Problem to work on -> Below are entries. Reproduce exactly the lines between the line holding "Need: for every instance of the red scoreboard" and the line holding "Target: basketball court", inclusive, and only those.

Information supplied ->
[Start of Attachment]

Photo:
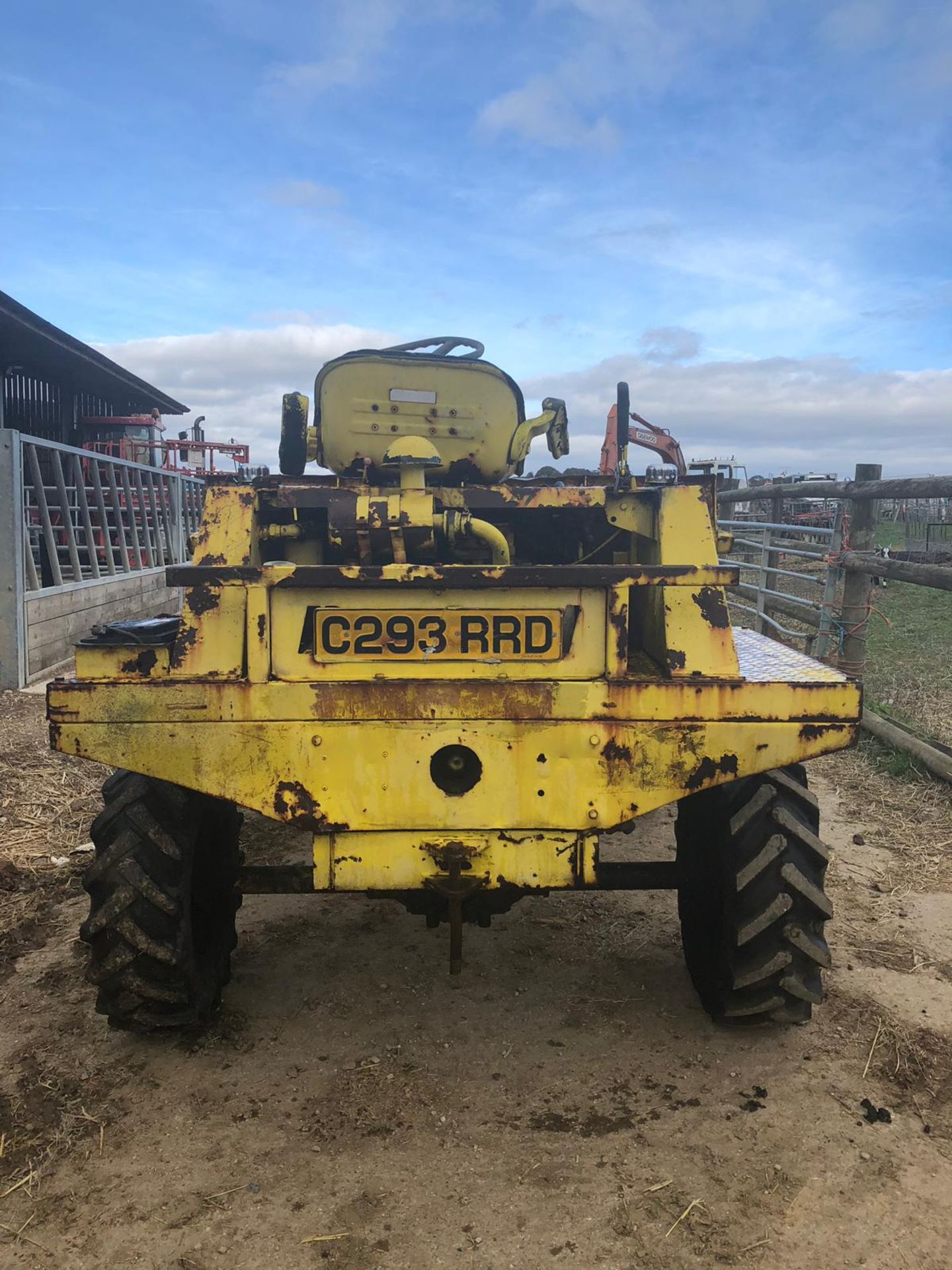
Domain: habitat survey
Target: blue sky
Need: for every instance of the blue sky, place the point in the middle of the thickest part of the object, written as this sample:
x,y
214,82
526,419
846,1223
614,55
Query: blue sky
x,y
742,205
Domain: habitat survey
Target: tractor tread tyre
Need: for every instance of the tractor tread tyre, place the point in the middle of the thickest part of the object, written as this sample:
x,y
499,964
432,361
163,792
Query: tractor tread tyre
x,y
163,892
750,898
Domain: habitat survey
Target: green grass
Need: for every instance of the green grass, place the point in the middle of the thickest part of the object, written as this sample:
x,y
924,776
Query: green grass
x,y
909,657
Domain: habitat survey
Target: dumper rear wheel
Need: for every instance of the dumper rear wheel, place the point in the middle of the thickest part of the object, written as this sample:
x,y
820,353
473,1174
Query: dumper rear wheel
x,y
750,897
163,900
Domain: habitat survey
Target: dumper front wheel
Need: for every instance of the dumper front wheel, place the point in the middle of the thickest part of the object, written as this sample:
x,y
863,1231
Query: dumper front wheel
x,y
750,897
163,900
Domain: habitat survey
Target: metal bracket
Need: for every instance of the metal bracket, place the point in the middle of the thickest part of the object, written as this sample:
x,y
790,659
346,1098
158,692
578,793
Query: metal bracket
x,y
455,889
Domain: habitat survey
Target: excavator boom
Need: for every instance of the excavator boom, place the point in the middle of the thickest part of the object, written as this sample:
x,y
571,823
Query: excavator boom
x,y
648,436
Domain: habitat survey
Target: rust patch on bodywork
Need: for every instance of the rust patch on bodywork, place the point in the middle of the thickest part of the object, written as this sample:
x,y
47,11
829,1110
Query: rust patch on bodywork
x,y
202,599
615,753
296,806
184,642
141,663
714,610
711,767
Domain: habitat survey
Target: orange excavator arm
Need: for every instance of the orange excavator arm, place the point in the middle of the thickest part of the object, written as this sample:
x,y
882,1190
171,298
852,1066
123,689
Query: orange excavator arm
x,y
648,436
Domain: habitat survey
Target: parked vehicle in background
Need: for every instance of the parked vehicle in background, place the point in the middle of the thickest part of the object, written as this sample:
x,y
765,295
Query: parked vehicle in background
x,y
139,439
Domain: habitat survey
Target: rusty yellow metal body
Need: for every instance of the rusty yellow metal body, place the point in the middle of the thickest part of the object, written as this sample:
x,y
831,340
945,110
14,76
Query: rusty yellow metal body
x,y
474,740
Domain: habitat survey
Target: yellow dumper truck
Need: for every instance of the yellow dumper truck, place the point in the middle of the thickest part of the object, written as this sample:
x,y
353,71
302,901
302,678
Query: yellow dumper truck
x,y
457,681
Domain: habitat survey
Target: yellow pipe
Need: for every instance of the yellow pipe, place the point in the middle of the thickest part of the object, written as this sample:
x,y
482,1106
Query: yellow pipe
x,y
494,539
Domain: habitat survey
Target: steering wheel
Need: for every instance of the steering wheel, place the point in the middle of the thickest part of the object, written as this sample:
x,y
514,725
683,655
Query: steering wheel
x,y
441,346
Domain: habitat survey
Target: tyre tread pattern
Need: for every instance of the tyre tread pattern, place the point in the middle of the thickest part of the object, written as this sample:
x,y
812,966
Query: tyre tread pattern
x,y
752,897
157,960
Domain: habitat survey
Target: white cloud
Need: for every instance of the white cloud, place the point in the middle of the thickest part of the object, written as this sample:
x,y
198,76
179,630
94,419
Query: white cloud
x,y
237,378
615,50
542,112
775,413
669,345
305,196
778,413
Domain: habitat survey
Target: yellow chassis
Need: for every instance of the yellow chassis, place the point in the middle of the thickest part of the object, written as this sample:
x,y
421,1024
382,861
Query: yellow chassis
x,y
237,708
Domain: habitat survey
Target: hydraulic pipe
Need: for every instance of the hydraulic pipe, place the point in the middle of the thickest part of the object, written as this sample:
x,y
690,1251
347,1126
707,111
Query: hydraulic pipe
x,y
494,539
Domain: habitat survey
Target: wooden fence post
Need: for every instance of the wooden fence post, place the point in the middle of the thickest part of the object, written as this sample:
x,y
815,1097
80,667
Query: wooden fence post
x,y
857,586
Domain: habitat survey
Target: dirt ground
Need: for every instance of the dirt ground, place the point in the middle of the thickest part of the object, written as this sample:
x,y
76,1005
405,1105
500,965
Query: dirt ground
x,y
564,1103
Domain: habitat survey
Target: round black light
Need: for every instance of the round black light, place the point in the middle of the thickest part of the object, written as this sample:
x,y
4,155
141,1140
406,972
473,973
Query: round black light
x,y
455,770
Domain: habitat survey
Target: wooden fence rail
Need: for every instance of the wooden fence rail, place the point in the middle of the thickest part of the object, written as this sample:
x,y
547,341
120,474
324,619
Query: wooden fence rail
x,y
858,563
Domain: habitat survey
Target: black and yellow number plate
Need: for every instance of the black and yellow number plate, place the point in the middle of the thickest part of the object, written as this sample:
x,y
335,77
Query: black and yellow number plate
x,y
451,635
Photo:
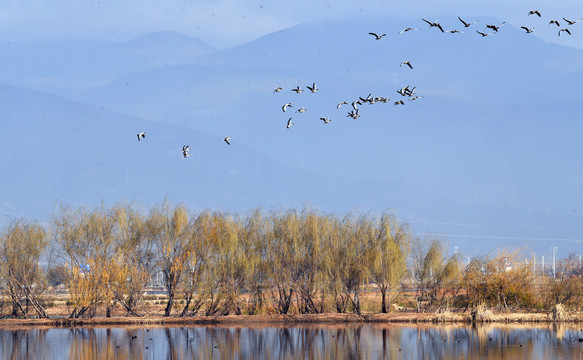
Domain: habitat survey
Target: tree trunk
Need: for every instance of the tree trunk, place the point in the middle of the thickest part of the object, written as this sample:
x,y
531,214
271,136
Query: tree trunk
x,y
384,307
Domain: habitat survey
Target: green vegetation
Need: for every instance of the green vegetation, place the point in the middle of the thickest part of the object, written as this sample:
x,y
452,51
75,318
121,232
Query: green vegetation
x,y
215,263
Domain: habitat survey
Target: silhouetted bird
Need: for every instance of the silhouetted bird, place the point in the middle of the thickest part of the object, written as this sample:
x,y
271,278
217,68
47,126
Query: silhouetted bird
x,y
313,88
407,29
185,151
434,24
297,90
377,37
466,24
494,27
534,12
571,22
484,34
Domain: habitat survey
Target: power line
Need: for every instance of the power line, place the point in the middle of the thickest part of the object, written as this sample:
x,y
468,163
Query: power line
x,y
490,225
500,237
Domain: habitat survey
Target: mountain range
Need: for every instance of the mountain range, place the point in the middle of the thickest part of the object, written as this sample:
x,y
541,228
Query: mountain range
x,y
490,151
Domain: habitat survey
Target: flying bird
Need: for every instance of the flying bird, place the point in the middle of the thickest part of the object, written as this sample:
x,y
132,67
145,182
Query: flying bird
x,y
313,88
534,12
407,29
484,34
434,24
367,99
353,114
571,22
297,90
185,151
494,27
466,24
377,37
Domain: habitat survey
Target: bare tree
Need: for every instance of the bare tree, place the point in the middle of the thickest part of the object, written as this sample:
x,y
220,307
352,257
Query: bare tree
x,y
171,231
21,246
390,245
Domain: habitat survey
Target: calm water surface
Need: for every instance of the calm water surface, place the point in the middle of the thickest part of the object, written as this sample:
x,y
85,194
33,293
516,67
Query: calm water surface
x,y
297,342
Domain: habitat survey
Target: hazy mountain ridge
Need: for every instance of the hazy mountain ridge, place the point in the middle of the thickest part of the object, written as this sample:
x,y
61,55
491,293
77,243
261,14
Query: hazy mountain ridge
x,y
493,140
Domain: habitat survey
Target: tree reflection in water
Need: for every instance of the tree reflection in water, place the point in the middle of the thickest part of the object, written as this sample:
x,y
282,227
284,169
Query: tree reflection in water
x,y
352,341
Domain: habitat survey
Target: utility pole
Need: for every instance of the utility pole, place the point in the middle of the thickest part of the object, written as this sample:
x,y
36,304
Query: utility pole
x,y
554,250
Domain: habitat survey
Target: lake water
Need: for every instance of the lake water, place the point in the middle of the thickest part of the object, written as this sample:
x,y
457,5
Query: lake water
x,y
369,341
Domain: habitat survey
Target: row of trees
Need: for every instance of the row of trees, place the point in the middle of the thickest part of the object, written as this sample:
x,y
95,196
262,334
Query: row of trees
x,y
221,263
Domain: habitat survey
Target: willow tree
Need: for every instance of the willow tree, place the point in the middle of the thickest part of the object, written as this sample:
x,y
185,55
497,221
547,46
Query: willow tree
x,y
21,246
231,263
88,244
280,259
308,264
171,232
347,259
193,281
566,287
432,271
389,245
504,281
135,259
255,234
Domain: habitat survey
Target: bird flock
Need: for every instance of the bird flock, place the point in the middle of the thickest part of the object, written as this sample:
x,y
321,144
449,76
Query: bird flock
x,y
407,92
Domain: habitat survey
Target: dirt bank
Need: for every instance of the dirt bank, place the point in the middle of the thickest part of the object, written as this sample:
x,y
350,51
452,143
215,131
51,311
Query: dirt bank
x,y
255,320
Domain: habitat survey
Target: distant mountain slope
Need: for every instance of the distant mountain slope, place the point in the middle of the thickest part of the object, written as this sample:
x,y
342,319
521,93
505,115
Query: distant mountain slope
x,y
494,138
55,150
65,66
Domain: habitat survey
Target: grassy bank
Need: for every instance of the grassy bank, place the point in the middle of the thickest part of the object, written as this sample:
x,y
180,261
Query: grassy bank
x,y
266,320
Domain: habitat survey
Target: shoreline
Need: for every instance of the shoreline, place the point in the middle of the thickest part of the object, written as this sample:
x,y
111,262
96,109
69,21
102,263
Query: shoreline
x,y
295,319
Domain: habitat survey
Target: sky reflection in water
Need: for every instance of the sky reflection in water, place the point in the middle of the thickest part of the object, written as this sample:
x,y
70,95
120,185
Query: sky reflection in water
x,y
298,342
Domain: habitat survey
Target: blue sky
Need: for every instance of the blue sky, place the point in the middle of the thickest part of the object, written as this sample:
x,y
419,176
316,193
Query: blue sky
x,y
477,183
225,23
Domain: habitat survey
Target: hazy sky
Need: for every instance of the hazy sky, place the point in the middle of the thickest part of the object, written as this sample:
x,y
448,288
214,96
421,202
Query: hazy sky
x,y
224,23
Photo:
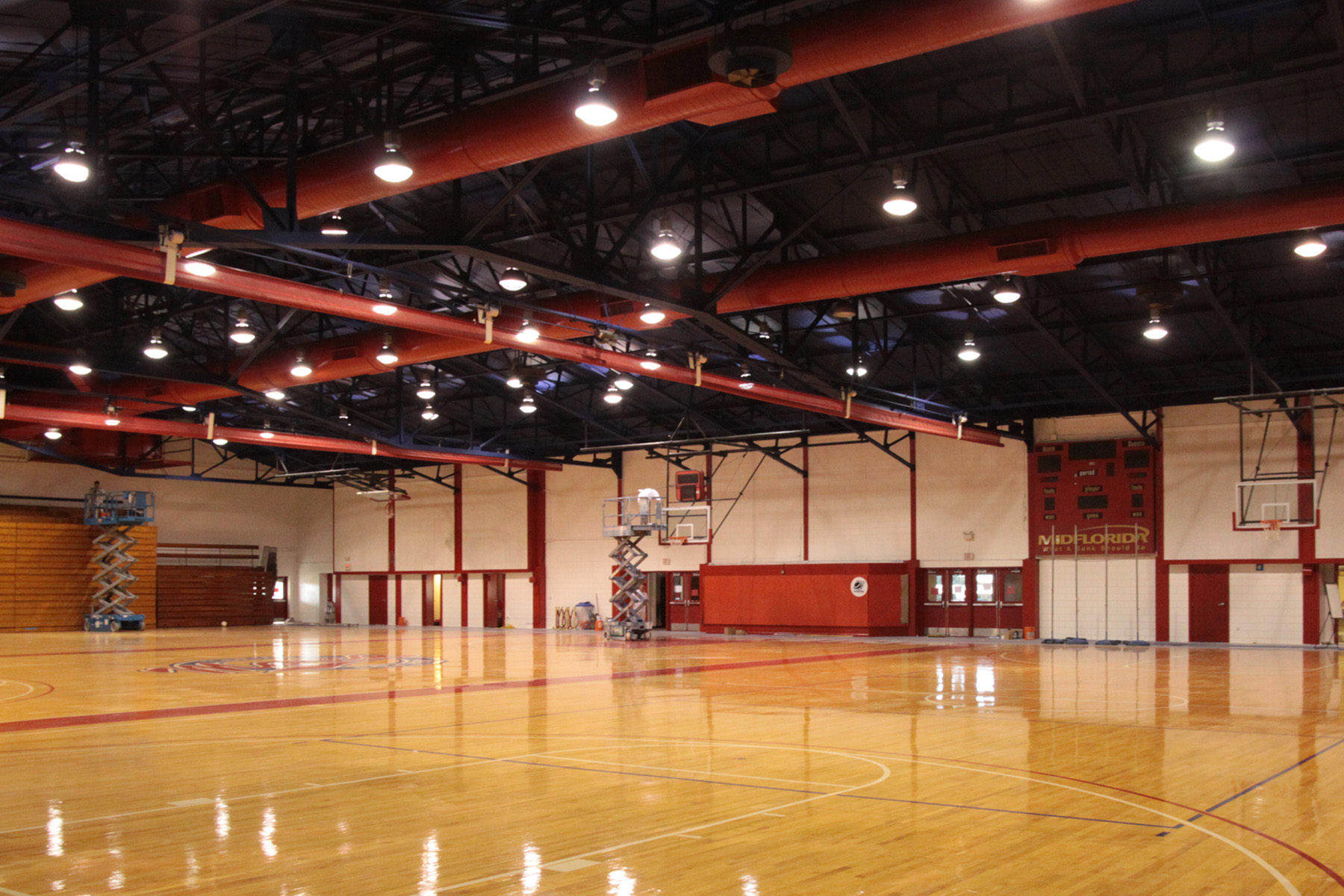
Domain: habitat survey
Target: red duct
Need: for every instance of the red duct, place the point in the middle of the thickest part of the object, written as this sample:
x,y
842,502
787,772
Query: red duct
x,y
656,90
45,243
90,421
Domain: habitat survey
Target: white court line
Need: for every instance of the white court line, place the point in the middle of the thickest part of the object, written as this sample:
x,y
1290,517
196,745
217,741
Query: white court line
x,y
1287,884
688,771
18,696
886,773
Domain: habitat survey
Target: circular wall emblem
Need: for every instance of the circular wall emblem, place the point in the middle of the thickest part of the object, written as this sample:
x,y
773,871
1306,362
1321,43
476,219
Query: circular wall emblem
x,y
295,664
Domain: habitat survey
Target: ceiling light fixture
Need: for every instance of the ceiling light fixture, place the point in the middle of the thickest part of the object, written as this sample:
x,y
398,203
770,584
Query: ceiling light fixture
x,y
302,367
388,356
1004,290
1216,146
73,164
1310,246
242,331
902,200
155,348
1155,331
596,108
393,166
69,301
665,247
335,226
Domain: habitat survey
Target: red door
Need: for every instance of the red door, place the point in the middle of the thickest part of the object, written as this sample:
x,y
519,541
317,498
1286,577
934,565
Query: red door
x,y
1209,603
378,600
494,615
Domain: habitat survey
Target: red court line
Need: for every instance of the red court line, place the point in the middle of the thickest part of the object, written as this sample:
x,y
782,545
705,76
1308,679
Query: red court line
x,y
285,703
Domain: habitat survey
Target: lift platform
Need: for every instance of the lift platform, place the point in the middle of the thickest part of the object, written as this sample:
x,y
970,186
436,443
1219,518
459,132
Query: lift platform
x,y
116,514
629,520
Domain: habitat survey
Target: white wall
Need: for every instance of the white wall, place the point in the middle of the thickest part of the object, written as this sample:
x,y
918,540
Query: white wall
x,y
494,521
971,488
859,503
1201,469
1266,606
296,521
1101,586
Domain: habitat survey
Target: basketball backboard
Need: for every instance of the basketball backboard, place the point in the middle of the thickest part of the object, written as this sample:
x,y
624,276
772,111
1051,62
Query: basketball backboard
x,y
690,523
1288,504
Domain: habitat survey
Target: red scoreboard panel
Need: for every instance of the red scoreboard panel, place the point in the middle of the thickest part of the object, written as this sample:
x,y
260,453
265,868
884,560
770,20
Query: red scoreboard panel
x,y
1093,499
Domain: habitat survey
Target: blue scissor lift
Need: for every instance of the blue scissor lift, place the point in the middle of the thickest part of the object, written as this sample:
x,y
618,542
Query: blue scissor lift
x,y
116,514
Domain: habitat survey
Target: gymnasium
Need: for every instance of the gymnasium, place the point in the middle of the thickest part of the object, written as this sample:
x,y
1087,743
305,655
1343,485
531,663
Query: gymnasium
x,y
754,448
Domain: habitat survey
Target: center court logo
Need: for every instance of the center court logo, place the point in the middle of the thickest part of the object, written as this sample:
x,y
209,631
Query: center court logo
x,y
296,664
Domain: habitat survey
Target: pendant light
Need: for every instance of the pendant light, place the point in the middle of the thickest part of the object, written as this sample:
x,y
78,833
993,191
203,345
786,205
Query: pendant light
x,y
665,246
69,301
388,356
73,164
155,348
302,367
393,166
512,280
902,200
594,107
1216,146
334,226
968,349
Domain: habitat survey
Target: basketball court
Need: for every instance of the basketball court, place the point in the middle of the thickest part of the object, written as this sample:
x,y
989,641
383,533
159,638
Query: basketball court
x,y
413,762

[End of Attachment]

Response below ->
Need: for every instance of the red scoreboard panel, place the point in the middle of the thickest part of the object, written as this sample:
x,y
260,453
265,868
884,560
770,20
Query: red scoreboard panel
x,y
1093,499
Domain: habitat survey
Target: blue scissor lift
Need: for every instance of the blue scissor lift, place the point in the middle of the thickest part of the object, written as this sample:
x,y
618,542
Query: blue scissor lift
x,y
116,514
Domain: habitat survey
Target: gymnasium
Need: for every instance of the gymnasium, place the point in the middle of the thickest part of the object, written as this sample:
x,y
1087,743
305,655
1343,485
531,663
Query: gymnasium
x,y
754,448
Domain: habitat survey
Target: center court logo
Need: for every instance of the center court logo, place the point in the middle of the thickest part of the object, written as this sample:
x,y
209,631
Query: center court logo
x,y
296,664
Domain: habitat survey
Target: pendant light
Need: for every instance of the pendant light, place the point in the middle of the thickest part of the object, written as this sample:
x,y
78,833
993,191
203,345
786,205
Query: pendant light
x,y
665,246
69,301
388,356
73,164
155,348
302,367
393,166
512,280
902,200
594,107
1216,146
334,226
968,349
Domain: habitat survey
Target: basketball court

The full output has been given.